Posted: Friday, August 26, 2011 7:01 pm
HOLLYWOOD — God bless America, and how’s everybody?
Washington, D.C., had an earthquake Tuesday felt along the Eastern Seaboard just one day after a Colorado quake and a month after temblors in the Midwest. You can imagine people’s reaction in Los Angeles. It’s like they’re giving earthquakes to anybody these days.
Washington, D.C.,’s earthquake prompted an immediate evacuation of all federal office buildings Tuesday. No one’s hurt. The government came to a complete halt at noon and by sundown the United States was debt-free and the budget was balanced.
New York residents panicked when they felt an earthquake for the first time in their lives Tuesday. Their reaction to the 30-second temblor caused everyone on the West Coast to laugh. Southern Californians shake more on our first day at the Betty Ford Center.
President Obama interrupted his golf match Tuesday to get on the phone with FEMA for an earthquake damage assessment. Afterwards he spoke to reporters. He expressed total confidence that he could get in another 18 holes before Hurricane Irene arrives.
Hurricane Irene headed to the Eastern Seaboard with Category Three high winds this week. It arrived in the Carolinas. People driving north to attend the Martin Luther King statue dedication in Washington reported they were getting 500 miles per gallon.
Mexican billionaire Carlos Slim bought up more New York Times stock Tuesday after the stock price plummeted over falling circulation and ad revenue. His actions say it all. The only way to save a liberal newspaper in the Age of Obama is to publish it in Spanish.
Sarah Palin discussed the possibility of entering the presidential race and when she might decide to enter the race in an interview with ABC News on Tuesday. She said that early September is her drop-dead date. Whenever that happens it will be a moose holiday.
President Obama announced cuts in government red tape Tuesday that would allow doctors in rural areas to practice tele-medicine. Not all the regulations are final. Now all the country clubs have to decide whether having an iPhone in your bag counts as a club.
President Obama tasked EPA director Lisa Jackson to impose new green restrictions on coal mining last week. It’s an unneeded burden. Coal mines are so clean and neat that last fall’s 33 rescued Chilean miners are suffering from the transition to fresh air.

○ ○ ○ ○ ○

◆ Assignment 1 ◆
Translate this sentence from the humor column into Spanish: "Hurricane Irene headed to the Eastern Seaboard with Category Three high winds this week."
◆ Assignment 2 ◆
According to the humor column, what does Sarah Palin call her drop-dead date for deciding on the presidential race?

○ ○ ○ ○ ○

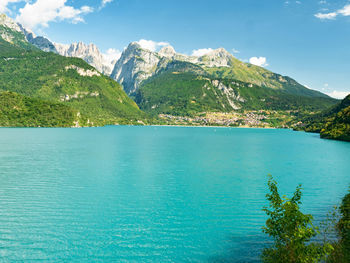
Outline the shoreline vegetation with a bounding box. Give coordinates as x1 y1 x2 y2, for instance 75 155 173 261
261 175 350 263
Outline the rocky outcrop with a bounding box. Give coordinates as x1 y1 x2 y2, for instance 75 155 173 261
54 42 113 76
111 42 165 94
111 42 233 94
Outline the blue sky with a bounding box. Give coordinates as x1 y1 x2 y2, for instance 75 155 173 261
0 0 350 97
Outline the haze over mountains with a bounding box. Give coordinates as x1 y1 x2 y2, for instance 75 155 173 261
0 15 337 128
0 15 147 127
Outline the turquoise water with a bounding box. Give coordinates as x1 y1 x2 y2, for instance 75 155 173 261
0 127 350 262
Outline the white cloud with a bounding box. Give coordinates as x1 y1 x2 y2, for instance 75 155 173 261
315 12 338 20
16 0 93 29
101 0 113 6
0 0 24 13
102 48 122 63
315 4 350 20
326 90 350 99
137 39 169 51
191 48 213 57
338 5 350 16
249 57 269 67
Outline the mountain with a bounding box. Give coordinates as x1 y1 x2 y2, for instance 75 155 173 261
0 91 79 127
0 15 146 126
15 21 115 76
54 42 114 76
111 42 329 101
134 60 336 116
296 95 350 141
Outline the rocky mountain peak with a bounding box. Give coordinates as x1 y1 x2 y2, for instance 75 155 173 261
158 46 176 57
198 48 233 67
0 14 21 32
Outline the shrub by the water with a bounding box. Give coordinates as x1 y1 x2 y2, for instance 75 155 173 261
261 176 333 263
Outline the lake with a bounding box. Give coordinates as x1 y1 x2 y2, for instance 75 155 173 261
0 126 350 262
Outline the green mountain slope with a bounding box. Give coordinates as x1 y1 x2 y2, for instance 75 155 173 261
135 62 336 116
297 95 350 141
205 56 329 98
0 92 79 127
0 27 146 128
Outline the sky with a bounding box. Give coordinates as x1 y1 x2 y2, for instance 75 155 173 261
0 0 350 98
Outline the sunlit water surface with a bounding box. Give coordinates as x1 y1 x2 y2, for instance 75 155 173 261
0 127 350 262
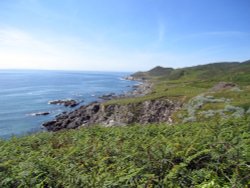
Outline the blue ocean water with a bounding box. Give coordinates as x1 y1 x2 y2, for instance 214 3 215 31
0 70 136 138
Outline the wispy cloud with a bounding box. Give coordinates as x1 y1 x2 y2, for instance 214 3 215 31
158 21 166 43
0 28 248 71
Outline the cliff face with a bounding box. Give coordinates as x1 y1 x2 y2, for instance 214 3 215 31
43 99 180 131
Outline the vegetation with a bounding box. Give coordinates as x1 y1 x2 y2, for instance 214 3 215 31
0 61 250 188
0 117 250 188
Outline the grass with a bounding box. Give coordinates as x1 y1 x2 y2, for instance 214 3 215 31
0 61 250 188
0 117 250 188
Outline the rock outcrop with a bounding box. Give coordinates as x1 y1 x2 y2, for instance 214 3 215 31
48 99 79 107
31 112 50 116
43 99 180 131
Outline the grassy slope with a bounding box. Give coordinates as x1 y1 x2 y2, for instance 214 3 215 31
0 118 250 188
0 61 250 187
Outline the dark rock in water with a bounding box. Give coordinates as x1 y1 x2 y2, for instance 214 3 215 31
31 112 50 116
98 93 115 100
49 99 79 107
43 100 180 131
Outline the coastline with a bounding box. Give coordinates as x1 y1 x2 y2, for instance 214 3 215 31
42 76 153 131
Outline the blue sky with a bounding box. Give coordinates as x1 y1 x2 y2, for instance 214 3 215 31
0 0 250 71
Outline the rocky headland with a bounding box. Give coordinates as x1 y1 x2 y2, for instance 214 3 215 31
43 80 180 131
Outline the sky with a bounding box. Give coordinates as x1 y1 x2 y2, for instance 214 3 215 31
0 0 250 72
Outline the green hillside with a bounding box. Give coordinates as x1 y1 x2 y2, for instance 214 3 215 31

○ ○ ○ ○ ○

◆ Answer 1 ◆
El huracán Irene se dirigió hacia la costa este con fuertes vientos de categoría tres esta semana.

◆ Answer 2 ◆
Early September.